--- Begin Data excerpts ---
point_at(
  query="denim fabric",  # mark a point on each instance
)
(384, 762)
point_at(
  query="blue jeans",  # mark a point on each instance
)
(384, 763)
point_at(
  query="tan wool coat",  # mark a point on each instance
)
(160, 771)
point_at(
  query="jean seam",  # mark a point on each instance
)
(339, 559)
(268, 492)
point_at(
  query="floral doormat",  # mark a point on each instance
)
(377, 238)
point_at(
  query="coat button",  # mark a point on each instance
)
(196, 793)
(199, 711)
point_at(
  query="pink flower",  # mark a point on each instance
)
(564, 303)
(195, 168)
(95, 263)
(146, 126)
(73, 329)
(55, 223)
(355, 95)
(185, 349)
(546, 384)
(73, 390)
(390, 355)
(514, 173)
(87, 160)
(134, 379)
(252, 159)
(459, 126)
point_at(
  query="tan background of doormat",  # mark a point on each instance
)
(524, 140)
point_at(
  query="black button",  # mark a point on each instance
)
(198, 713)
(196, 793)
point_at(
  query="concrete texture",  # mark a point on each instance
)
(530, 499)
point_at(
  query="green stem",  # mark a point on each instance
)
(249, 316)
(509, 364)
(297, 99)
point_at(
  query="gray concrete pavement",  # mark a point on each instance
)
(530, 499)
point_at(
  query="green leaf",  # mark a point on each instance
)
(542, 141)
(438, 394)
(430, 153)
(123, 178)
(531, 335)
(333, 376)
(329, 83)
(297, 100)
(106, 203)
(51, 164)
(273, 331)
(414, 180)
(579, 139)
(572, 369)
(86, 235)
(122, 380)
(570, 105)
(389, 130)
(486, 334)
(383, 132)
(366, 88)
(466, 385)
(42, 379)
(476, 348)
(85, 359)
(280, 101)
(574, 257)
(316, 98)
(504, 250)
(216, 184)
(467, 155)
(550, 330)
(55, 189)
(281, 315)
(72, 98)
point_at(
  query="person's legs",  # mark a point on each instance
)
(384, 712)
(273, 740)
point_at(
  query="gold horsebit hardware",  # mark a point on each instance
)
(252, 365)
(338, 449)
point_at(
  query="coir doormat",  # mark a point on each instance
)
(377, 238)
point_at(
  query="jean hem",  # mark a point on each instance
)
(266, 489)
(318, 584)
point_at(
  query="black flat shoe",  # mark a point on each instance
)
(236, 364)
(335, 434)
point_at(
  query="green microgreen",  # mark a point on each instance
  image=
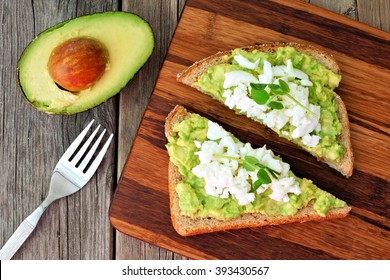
--- End Data excerpts ---
- **Stated exercise**: List every line of the data above that contains the string "button". Matching is case-sensitive.

- **Output for this task**:
  query="coat button",  # mark a point on each instance
  query="black button",  # mark a point on each instance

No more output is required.